* Excerpt provided:

#####

Characterization of biomolecular nanoconjugates by high-throughput delivery and spectroscopic difference.

Robert K Delong, Azure Risor, Masaaki Kanomata, Amanda Laymon, Brooke Jones, Scott D Zimmerman, Joseph Williams, Colette Witkowski, Mathew Warner, Michael Ruff, Richard Garrad, John K Fallon, Anthony J Hickey, Reza Sedaghat-Herati

Index: Nanomedicine (Lond.) 7(12) , 1851-62, (2012)

Full Text: HTML

Abstract

Nanoparticle conjugates have the potential for delivering siRNA, splice-shifting oligomers or nucleic acid vaccines, and can be applicable to anticancer therapeutics. This article compares tripartite conjugates with gold nanoparticles or synthetic methoxypoly(ethylene glycol)-block-polyamidoamine dendrimers.Interactions with model liposomes of a 1:1 molar ratio of tripalmitin:cholesterol or phospholipid:cholesterol were investigated by high-throughput absorbance, as well as fluorescence difference and cellular luminescence assays.Spectral differences and dynamic light-scattering spectroscopy shifts demonstrated the interaction of conjugates with liposomes. Biological activity was demonstrated by upregulation of gene expression via splice-shifting oligomers, delivery of anti-B-Raf siRNA in cultured human cancer cells or tuberculosis antigen 85B plasmid expression vector in a coculture model of antigen presentation.The data suggests that gold nanoparticles and methoxypoly(ethylene glycol)-block-polyamidoamine dendrimer nanoconjugates may have potential for binding, stabilization and delivery of splice-shifting oligomers, siRNA and nucleic acid vaccines for preclinical trials.

#####

* Dataset content:
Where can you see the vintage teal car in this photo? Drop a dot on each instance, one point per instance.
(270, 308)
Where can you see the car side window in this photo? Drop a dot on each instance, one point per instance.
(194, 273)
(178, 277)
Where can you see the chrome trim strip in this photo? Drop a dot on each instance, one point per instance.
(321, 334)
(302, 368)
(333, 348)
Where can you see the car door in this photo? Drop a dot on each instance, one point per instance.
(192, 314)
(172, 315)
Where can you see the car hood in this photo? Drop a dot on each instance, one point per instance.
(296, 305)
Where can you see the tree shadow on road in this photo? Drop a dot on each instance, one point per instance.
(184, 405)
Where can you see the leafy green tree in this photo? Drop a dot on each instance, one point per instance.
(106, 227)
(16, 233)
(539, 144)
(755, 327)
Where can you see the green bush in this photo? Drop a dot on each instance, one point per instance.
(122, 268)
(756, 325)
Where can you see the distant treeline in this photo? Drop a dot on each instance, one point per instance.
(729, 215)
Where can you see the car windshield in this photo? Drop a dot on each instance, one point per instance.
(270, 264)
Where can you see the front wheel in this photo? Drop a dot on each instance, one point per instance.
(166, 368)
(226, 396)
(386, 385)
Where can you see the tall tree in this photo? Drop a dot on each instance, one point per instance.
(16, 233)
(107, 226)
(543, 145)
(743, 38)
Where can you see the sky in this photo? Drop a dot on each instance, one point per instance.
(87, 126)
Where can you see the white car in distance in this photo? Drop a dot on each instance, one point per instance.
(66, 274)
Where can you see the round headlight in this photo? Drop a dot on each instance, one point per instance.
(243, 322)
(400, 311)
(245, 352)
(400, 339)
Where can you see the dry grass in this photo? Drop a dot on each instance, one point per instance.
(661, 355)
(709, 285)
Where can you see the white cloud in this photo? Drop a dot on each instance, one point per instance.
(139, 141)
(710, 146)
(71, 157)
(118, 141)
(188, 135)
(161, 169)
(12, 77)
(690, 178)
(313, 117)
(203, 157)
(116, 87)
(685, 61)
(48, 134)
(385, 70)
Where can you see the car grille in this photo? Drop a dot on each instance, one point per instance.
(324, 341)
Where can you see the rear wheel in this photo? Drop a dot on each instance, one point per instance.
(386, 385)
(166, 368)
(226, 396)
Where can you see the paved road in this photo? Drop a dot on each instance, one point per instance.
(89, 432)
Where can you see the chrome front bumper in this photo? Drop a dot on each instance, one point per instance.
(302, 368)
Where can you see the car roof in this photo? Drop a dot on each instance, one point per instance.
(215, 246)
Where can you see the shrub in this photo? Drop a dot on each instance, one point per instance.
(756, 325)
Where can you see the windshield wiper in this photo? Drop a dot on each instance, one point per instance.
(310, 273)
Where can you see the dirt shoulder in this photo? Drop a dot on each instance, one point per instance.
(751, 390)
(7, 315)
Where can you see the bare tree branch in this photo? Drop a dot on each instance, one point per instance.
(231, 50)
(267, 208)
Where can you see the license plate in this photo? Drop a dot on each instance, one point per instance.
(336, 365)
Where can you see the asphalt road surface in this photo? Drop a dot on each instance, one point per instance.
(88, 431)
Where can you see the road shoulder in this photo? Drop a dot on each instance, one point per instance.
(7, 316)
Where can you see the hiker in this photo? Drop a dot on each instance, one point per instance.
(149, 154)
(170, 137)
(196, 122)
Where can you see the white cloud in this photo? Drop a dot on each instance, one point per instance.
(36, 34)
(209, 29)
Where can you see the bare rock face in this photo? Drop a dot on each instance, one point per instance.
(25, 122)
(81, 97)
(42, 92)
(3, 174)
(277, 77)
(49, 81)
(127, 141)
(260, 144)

#####

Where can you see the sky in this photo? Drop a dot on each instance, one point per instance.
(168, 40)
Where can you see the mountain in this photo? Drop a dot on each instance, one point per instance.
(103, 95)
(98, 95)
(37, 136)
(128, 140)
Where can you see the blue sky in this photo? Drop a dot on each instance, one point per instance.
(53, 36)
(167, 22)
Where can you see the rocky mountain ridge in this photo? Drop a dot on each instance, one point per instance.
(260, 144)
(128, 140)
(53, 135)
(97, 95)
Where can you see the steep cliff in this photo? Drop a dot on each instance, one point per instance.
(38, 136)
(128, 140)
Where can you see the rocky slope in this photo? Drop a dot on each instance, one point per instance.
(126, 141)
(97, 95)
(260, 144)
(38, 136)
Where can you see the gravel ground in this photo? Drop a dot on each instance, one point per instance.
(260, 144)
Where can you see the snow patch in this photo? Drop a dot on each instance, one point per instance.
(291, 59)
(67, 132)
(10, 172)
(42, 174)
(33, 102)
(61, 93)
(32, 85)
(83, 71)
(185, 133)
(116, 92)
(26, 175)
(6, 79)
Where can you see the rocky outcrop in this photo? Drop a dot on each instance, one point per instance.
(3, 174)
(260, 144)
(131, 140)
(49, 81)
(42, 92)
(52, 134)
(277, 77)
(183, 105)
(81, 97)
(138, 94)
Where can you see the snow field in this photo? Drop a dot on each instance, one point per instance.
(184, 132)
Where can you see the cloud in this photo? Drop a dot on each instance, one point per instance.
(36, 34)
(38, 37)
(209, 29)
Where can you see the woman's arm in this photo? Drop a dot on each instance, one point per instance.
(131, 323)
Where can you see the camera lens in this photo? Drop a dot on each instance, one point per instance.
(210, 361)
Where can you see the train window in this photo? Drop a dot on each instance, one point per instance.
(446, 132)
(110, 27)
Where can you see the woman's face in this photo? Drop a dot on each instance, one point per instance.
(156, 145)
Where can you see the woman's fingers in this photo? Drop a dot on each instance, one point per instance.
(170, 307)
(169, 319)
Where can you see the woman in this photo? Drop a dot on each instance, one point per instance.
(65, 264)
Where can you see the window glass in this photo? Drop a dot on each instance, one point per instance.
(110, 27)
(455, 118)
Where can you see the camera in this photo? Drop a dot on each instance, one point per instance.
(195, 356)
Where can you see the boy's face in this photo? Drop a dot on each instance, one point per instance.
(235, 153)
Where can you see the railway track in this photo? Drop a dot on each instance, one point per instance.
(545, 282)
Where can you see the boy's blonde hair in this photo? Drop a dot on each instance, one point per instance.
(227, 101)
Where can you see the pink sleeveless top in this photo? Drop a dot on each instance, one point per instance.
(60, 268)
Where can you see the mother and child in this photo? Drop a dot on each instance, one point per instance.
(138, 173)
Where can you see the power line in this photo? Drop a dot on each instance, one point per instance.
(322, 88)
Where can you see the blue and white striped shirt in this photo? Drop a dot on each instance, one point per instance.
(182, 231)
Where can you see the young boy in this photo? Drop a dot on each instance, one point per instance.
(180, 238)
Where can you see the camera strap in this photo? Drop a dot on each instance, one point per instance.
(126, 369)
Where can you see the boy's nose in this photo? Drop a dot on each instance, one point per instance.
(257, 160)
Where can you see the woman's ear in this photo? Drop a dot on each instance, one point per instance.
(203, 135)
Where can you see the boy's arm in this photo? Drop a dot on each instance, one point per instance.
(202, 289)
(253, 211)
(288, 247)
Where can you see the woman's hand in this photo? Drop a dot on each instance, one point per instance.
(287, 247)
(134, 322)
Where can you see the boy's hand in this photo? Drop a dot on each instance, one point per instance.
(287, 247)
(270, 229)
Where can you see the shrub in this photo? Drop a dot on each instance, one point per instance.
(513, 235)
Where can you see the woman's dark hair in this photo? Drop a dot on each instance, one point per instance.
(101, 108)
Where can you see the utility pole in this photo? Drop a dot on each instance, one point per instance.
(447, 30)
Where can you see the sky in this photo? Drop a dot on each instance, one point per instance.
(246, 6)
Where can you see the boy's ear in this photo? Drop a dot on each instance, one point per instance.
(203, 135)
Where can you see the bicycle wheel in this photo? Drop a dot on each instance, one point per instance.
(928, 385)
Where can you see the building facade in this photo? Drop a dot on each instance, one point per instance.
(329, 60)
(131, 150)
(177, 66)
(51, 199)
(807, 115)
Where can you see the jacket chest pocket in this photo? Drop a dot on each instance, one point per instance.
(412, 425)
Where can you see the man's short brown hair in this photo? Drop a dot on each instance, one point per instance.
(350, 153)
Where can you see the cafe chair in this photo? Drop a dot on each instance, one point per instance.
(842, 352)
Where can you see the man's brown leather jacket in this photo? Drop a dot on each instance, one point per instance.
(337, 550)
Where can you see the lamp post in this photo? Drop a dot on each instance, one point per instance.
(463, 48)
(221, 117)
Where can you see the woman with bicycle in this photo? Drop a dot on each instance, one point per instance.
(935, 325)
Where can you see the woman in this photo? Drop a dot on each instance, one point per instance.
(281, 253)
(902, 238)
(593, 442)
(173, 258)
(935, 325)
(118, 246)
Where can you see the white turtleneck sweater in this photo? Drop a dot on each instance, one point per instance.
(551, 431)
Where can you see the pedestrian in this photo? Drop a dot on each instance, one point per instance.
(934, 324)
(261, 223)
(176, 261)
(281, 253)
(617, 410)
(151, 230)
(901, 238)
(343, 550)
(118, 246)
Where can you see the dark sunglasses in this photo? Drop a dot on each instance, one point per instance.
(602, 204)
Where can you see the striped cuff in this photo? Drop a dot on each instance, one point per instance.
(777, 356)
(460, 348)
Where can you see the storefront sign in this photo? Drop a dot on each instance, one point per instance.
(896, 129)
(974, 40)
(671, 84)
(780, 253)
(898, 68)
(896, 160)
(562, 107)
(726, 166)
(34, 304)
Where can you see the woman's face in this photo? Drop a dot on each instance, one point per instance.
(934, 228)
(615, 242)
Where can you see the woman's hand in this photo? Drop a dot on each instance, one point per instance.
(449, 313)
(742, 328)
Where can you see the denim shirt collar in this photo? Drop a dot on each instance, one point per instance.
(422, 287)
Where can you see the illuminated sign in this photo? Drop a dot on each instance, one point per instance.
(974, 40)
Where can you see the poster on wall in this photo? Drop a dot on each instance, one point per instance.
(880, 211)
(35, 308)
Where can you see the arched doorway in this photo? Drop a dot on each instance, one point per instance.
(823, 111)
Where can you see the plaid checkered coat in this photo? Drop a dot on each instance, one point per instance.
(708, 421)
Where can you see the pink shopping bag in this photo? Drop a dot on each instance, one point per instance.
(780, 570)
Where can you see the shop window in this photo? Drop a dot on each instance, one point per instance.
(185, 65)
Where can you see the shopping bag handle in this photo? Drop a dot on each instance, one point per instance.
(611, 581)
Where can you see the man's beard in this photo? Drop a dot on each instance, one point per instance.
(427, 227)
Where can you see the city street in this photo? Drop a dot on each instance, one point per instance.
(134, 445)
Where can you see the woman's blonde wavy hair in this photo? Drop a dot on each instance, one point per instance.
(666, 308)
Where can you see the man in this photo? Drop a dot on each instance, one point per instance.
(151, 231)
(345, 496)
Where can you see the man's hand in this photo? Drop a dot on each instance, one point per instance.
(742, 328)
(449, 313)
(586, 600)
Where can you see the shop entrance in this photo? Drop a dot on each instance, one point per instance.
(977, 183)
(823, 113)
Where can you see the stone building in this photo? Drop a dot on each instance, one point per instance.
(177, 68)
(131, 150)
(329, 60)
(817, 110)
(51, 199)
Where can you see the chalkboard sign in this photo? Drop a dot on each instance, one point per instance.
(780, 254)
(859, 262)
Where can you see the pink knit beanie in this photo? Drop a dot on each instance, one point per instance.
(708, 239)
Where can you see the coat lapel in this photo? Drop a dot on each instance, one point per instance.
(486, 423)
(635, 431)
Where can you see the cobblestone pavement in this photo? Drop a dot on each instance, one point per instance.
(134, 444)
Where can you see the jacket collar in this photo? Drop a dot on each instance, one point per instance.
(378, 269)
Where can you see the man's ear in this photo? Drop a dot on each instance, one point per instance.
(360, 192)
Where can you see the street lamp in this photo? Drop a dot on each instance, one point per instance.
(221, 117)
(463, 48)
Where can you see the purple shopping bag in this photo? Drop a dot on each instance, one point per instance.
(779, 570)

#####

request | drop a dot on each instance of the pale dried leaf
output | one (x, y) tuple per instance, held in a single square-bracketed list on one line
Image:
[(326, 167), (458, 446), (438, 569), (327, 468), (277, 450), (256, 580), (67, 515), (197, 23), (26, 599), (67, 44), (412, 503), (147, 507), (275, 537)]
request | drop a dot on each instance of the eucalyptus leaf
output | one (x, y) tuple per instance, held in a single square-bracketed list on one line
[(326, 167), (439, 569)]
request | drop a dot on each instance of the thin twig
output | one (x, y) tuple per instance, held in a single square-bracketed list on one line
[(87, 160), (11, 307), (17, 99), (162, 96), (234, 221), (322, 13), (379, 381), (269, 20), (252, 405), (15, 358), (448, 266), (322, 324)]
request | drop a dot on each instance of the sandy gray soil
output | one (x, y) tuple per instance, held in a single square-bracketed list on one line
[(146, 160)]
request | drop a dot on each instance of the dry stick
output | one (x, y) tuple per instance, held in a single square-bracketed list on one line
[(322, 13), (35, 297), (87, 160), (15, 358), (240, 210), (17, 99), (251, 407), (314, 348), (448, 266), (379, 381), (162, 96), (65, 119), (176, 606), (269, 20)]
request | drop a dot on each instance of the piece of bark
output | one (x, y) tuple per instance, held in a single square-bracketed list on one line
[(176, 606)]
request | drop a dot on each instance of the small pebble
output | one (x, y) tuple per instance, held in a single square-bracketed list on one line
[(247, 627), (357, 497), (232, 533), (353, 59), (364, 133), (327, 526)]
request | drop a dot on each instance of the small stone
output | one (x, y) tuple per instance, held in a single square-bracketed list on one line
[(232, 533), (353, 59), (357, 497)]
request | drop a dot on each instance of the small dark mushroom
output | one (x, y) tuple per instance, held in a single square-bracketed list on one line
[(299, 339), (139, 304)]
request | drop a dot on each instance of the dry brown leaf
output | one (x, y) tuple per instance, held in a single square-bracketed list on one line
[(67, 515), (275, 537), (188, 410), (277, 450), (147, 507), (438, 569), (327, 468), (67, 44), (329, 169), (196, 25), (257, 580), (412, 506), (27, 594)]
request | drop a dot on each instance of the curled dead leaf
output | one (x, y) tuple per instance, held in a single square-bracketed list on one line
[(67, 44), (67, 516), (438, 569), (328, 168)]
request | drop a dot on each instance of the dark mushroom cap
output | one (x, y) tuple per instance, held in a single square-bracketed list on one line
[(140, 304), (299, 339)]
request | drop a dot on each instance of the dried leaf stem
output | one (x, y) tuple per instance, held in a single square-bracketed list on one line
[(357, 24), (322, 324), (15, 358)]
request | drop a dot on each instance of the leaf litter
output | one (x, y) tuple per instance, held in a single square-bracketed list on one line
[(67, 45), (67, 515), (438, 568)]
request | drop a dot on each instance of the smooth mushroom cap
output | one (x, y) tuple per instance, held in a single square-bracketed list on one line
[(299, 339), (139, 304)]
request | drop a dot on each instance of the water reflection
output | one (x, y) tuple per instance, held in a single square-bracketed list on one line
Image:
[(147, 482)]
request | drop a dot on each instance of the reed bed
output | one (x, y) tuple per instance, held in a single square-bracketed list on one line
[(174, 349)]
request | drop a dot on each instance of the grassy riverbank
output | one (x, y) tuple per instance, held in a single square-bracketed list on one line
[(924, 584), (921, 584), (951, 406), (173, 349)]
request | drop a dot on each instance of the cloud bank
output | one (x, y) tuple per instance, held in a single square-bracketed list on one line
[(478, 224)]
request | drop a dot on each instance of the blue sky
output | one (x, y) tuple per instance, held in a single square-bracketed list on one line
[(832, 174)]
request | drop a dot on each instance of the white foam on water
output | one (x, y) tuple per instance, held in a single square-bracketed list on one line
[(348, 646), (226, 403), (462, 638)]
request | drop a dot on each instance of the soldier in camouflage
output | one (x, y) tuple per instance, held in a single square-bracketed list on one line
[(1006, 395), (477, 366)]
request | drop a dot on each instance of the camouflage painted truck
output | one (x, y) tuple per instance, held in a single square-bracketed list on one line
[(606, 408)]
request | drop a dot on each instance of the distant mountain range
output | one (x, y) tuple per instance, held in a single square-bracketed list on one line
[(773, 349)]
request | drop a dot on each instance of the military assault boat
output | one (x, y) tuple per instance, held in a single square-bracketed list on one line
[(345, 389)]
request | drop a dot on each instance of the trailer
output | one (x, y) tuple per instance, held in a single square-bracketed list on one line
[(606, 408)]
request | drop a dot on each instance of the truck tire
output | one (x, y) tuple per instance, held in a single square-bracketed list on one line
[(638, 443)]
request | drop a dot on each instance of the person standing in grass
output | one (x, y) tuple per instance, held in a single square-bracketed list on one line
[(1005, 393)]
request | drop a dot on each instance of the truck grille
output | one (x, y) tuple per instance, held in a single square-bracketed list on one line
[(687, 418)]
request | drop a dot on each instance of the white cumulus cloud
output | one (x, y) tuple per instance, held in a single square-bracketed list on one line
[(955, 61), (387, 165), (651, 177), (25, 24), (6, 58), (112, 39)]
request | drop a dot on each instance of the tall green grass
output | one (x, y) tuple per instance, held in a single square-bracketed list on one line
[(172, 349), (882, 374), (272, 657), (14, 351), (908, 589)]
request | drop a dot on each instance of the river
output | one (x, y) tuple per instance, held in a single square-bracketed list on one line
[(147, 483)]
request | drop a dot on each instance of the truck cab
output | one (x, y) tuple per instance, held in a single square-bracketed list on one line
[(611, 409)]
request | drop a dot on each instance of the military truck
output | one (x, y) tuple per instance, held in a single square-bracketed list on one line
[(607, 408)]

#####

* Work instructions:
**a.** In the nanoconjugate abstract, what molar ratio was used for the model liposomes?
**b.** Reproduce the nanoconjugate abstract verbatim from "Robert K Delong, Azure" to "7(12) , 1851-62, (2012)".

* Per-task outputs:
**a.** A 1:1 molar ratio of tripalmitin:cholesterol or phospholipid:cholesterol.

**b.**
Robert K Delong, Azure Risor, Masaaki Kanomata, Amanda Laymon, Brooke Jones, Scott D Zimmerman, Joseph Williams, Colette Witkowski, Mathew Warner, Michael Ruff, Richard Garrad, John K Fallon, Anthony J Hickey, Reza Sedaghat-Herati

Index: Nanomedicine (Lond.) 7(12) , 1851-62, (2012)